- Task objective -
Give back exactly the lines of the material below that start at the line containing "ring rule: even-odd" and end at the line containing "109], [369, 88]]]", and no others.

- Material for the task -
┌──

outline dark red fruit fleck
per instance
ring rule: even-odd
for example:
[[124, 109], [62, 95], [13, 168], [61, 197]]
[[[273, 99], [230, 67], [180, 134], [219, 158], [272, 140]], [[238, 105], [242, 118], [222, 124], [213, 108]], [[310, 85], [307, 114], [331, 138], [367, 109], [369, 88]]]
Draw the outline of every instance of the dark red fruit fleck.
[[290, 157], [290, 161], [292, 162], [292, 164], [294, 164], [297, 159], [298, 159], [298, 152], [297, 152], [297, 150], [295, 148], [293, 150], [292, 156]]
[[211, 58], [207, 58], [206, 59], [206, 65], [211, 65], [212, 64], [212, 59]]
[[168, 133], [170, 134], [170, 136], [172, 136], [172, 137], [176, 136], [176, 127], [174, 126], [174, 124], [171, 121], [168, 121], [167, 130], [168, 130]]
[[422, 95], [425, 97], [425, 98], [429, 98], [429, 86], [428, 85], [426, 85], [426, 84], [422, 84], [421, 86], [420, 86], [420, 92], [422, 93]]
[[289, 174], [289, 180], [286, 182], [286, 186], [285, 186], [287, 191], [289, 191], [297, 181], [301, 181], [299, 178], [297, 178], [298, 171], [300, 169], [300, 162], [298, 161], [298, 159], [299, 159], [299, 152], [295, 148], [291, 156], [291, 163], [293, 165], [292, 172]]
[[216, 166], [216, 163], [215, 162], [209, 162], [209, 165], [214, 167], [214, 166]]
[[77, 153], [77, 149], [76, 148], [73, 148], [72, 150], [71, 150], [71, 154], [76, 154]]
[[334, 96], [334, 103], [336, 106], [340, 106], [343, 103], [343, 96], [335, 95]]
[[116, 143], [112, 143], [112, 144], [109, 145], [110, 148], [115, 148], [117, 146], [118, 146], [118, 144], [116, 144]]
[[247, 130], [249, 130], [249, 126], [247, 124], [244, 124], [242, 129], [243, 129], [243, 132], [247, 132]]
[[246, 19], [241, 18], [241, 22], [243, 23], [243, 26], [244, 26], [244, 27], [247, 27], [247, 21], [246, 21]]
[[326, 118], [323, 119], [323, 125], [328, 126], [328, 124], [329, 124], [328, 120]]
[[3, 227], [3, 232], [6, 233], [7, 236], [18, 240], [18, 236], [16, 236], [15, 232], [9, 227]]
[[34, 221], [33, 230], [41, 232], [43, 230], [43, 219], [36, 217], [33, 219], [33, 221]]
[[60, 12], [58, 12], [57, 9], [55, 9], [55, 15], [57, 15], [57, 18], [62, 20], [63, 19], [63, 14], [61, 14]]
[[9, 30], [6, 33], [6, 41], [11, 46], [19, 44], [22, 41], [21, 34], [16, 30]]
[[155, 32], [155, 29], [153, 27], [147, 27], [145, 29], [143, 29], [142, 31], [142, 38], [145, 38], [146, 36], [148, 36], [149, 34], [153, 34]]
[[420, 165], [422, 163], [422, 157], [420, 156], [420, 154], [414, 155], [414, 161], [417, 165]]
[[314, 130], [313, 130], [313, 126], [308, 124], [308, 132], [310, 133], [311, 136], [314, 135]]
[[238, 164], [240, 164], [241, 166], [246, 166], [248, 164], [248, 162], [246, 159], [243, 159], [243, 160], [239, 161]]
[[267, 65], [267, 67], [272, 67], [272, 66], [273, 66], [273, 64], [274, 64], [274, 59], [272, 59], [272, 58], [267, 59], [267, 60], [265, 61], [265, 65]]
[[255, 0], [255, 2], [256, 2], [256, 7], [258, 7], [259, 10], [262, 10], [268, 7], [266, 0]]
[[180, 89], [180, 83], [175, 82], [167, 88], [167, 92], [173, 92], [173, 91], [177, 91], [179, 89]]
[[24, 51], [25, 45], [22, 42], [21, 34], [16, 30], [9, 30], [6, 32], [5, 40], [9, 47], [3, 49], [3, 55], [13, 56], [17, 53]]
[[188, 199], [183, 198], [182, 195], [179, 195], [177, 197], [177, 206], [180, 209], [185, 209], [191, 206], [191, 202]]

└──

- Answer for this exercise -
ring rule: even-odd
for example:
[[124, 109], [62, 95], [13, 168], [61, 197]]
[[[273, 99], [230, 67], [180, 134], [219, 158], [272, 140]], [[238, 105], [242, 118], [222, 124], [213, 108]], [[310, 85], [307, 114], [331, 138], [367, 109], [369, 88]]]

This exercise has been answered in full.